__WHAT IS BEING ASKED__.
Looking at the data, count the lines where the word "below" occurs and answer with only the number.

[Stored data entries]
○ ○ ○ ○ ○

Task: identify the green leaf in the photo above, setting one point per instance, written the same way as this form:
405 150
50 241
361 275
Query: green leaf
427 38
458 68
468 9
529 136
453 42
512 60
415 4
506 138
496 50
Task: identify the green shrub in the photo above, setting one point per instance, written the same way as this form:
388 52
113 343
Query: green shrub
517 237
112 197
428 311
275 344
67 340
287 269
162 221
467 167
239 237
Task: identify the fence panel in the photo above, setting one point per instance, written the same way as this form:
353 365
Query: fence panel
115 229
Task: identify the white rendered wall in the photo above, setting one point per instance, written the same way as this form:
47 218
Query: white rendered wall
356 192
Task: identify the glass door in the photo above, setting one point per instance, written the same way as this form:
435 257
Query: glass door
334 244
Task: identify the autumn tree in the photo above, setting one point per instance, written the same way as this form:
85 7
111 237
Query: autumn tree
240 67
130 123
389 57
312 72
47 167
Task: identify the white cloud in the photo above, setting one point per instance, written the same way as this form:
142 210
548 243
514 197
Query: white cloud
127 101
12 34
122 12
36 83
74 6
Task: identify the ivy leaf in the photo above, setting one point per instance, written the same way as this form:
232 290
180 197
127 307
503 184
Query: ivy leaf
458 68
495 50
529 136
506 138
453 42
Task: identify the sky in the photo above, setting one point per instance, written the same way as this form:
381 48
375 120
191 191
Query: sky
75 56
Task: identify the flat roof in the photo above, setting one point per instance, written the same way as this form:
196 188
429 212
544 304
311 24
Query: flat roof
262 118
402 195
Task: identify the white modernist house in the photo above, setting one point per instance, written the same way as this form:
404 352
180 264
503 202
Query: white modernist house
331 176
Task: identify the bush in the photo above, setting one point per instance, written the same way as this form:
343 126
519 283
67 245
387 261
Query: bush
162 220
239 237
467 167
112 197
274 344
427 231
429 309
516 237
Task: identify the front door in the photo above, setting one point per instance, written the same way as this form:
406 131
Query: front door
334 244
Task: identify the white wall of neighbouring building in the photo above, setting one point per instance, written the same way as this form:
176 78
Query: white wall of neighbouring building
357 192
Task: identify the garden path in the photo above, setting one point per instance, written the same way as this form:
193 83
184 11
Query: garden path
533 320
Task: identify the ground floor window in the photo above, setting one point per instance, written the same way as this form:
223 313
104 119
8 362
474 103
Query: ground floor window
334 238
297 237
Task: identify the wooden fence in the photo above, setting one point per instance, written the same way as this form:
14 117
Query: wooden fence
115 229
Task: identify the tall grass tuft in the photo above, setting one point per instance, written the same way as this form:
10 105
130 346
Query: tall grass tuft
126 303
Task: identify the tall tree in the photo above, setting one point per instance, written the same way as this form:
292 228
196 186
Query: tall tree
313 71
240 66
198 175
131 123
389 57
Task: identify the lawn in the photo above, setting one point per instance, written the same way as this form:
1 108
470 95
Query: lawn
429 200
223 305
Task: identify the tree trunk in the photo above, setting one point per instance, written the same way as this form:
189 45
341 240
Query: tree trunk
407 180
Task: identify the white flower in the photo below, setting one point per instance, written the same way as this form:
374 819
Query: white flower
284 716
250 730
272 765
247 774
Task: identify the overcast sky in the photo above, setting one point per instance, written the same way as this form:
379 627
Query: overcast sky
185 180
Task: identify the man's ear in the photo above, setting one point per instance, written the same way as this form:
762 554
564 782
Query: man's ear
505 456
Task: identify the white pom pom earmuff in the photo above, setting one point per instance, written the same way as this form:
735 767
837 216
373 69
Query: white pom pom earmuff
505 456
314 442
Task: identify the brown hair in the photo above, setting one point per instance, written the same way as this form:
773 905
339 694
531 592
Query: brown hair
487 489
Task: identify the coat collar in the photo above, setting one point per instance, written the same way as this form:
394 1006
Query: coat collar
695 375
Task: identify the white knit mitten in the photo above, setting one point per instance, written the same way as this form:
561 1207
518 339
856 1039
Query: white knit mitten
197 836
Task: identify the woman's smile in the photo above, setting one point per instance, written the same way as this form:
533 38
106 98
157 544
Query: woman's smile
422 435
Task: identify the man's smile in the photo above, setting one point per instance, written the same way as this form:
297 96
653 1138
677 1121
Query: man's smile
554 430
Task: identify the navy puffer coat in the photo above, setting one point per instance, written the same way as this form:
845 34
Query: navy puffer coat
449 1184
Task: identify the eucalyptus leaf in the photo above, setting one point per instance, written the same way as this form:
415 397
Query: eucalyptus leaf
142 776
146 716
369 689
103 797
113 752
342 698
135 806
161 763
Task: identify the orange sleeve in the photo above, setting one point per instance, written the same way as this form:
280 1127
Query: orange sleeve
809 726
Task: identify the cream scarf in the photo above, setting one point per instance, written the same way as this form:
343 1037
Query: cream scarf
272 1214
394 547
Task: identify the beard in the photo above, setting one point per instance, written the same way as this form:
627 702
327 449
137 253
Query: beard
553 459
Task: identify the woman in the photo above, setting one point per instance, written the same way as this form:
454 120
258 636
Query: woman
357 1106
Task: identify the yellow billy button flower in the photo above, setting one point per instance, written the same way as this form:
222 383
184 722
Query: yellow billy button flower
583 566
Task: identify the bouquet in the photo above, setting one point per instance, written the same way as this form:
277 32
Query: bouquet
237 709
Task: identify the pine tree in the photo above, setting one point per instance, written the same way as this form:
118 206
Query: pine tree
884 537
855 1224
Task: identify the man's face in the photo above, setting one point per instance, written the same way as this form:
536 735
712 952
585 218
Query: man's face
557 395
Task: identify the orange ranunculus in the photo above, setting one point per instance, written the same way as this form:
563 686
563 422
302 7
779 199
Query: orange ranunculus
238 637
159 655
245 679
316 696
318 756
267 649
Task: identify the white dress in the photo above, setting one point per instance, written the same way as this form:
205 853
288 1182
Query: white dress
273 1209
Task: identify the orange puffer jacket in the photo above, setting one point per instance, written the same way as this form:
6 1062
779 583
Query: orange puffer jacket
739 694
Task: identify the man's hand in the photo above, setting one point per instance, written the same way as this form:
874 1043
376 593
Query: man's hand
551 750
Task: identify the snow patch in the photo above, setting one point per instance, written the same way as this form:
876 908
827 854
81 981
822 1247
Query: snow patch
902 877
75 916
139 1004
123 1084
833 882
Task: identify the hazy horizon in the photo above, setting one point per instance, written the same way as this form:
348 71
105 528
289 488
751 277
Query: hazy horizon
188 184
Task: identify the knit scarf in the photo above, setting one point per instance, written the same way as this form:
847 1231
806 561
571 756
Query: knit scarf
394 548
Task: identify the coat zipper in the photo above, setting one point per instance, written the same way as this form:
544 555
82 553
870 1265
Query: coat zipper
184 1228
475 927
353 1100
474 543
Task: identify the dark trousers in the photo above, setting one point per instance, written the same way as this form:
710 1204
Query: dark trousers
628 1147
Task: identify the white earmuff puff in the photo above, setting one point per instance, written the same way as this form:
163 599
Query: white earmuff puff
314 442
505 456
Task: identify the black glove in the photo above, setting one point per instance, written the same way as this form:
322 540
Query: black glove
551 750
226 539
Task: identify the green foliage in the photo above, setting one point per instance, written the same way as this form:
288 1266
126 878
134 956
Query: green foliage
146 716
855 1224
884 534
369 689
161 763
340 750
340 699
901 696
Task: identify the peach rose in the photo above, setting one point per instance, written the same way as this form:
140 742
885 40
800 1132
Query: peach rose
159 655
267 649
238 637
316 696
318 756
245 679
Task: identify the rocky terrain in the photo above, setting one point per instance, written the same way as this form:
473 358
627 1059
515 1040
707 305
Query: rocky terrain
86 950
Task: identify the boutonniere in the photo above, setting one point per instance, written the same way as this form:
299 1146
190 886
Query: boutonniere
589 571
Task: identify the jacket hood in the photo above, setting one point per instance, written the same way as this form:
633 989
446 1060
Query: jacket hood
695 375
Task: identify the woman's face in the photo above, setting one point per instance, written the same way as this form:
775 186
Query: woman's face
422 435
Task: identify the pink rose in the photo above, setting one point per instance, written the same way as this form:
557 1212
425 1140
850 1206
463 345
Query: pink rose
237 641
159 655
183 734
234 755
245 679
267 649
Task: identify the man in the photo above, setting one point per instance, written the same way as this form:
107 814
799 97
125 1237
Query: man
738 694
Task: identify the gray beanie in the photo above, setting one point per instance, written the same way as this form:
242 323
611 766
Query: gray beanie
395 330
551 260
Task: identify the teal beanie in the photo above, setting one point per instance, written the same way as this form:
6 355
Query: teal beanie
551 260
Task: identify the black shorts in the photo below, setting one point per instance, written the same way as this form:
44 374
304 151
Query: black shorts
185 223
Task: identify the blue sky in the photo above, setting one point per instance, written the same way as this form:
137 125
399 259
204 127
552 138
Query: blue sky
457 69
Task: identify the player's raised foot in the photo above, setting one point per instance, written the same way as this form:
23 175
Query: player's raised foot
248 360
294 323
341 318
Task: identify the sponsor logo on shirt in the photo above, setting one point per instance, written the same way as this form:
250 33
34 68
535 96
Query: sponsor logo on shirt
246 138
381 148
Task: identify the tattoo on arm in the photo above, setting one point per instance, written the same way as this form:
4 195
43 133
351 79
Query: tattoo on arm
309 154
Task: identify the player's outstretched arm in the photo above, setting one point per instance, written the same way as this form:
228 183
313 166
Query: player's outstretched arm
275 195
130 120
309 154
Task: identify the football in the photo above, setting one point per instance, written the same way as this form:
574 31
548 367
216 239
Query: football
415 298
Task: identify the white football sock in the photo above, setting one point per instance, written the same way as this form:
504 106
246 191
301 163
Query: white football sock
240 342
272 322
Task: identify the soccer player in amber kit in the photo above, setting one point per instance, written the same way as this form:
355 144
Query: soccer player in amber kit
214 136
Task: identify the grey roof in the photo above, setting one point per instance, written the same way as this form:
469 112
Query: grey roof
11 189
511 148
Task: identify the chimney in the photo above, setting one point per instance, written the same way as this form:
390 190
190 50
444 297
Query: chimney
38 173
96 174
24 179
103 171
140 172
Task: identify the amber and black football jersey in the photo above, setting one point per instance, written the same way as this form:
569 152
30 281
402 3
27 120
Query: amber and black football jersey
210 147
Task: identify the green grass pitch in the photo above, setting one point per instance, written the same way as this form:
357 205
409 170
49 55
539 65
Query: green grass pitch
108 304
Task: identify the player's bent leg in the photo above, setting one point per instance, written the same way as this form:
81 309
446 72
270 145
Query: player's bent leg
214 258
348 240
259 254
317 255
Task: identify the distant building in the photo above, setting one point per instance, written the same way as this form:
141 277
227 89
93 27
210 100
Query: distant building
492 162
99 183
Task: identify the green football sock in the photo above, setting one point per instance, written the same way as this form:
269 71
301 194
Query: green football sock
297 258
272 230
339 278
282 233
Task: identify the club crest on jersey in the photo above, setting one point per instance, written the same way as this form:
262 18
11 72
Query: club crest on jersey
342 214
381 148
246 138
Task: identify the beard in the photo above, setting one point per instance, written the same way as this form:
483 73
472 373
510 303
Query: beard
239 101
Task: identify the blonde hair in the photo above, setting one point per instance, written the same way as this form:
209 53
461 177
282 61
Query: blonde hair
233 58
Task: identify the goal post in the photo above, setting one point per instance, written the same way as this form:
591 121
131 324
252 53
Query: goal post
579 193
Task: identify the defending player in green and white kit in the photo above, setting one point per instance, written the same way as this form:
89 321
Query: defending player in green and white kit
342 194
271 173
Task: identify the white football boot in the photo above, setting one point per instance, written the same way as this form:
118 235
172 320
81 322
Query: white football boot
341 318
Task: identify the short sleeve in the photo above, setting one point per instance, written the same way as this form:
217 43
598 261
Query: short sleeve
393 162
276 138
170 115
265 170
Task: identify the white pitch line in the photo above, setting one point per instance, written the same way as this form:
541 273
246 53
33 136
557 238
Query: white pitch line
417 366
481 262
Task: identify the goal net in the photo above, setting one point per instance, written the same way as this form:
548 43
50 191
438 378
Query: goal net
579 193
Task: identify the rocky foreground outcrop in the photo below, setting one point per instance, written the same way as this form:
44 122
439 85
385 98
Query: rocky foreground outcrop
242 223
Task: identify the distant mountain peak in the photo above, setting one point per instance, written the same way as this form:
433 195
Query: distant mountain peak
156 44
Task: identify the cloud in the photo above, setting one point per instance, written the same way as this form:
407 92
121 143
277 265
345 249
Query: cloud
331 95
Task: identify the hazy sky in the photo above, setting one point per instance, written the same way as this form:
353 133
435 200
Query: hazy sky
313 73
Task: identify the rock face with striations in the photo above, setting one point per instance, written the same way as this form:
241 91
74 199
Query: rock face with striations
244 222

○ ○ ○ ○ ○

__EXERCISE RESPONSE__.
3